Document excerpt:
—————

In fact, I think one of the most vital things that the state should limit itself to doing is, when it finds one citizen attempting to end the life of another, to come along and ask in a comically plummy voice, “what’s going on here then?”

I was reading Gilderdale’s trial was horrific but necessary to retain a vital principle – Madeline Bunting in today’s Guardian and thought that she was really spot on. I have my own issues with assisted suicide but I think her observations are vitally important too, particularly in that it’s important not to subtly (or not) encourage people to end their own lives. I’d hope you wouldn’t tell a man on a bridge to jump, so you wouldn’t do it to an elderly relative either.

I think calls that the Gilderdale trial was a mistake are entirely wrong. I think that we need to be careful to watch who we put on trial but if someone is connected with the suspicious, non-natural death of a human being (let’s hypothetically say my death) they should damn well have to explain what they were doing. People who try to end others’ lives are not the sort of people we need to keep out of court. I don’t like the idea of accepting things which let you kill people – I don’t think it ends well.

I think if you kill someone in self defence you should have to show that it was self defence, if you were provoked you should have to show that you were provoked. Self defence lets you get away with murder, we really need to be careful with that. I think if someone claims they killed someone to end their suffering they should equally have to show that they did it to end their suffering and regardless, because every single murder victim in history was going to die eventually anyway, if they were actually OK with living in suffering that should never ever be a defence.

—————

Data extract:
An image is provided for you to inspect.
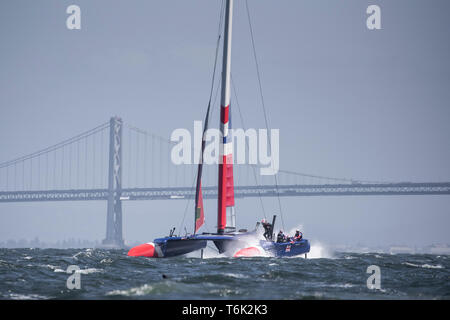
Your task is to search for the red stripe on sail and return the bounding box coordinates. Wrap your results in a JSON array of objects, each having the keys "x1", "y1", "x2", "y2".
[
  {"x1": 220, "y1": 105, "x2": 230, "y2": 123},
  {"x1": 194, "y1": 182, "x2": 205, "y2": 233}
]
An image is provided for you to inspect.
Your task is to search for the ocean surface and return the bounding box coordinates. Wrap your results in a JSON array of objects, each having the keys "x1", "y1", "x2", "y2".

—————

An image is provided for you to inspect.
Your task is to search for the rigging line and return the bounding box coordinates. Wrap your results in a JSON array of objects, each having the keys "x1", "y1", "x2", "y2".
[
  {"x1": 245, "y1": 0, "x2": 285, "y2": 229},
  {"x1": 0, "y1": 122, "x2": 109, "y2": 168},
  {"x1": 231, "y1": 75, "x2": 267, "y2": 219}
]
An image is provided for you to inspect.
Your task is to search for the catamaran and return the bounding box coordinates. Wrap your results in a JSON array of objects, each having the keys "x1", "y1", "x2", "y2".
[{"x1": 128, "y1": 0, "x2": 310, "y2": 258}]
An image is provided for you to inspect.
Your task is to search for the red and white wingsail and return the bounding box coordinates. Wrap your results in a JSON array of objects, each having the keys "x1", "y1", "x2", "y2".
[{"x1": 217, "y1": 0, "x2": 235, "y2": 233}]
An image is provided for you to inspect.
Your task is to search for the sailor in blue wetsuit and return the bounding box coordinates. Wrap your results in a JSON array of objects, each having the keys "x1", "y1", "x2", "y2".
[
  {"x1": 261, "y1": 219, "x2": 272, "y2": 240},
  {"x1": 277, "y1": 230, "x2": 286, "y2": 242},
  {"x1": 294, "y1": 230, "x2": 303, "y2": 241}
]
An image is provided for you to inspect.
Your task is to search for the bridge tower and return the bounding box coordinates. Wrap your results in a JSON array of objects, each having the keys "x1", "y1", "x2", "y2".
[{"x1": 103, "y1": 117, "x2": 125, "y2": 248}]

—————

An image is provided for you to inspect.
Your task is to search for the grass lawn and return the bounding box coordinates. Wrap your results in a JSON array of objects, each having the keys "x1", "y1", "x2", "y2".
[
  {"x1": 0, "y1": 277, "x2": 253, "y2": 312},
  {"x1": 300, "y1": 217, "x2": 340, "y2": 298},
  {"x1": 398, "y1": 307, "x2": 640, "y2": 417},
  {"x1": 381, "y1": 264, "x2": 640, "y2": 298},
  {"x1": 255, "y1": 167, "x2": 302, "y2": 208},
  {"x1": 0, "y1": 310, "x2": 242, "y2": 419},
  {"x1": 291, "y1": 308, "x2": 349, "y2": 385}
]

—————

Directions:
**1.** In the blog post about the Gilderdale trial, which newspaper ran the Madeline Bunting article the writer was reading?
**2.** List every circumstance that, according to the blog post about the Gilderdale trial, a person who kills someone should have to show.
**3.** Continue the blog post about the Gilderdale trial from the end of its last sentence.

Responses by task:
**1.** The Guardian.

**2.**
- That it was self defence
- That they were provoked
- That they did it to end the victim's suffering

**3.**
The problem with all of homicide defences based on the victim’s conduct (self defence, battered wife syndrome, assisted suicide etc) is that it is very hard to get the victim’s side of things afterwards. It’s hard to say you didn’t hit your wife after your murder, for example, and it’s also hard to say you didn’t consent to your death. If someone wishes to escape responsibility on the basis that you wanted to die and they were only carrying out your wishes I would humbly want someone to check that out.

We don’t have a legal right to die, we have an absolute certainty to it. What we do have is a right to life. If someone dies, potentially in very violent circumstances, it is a big deal and we should accept that. There are many reason that a carer might kill their patient, or even a mother might kill her daughter which have nothing to do with dignity or choice or love or anything else that is good.

I would hate for my murderer to get off because I was sick. Don’t just take their word for it.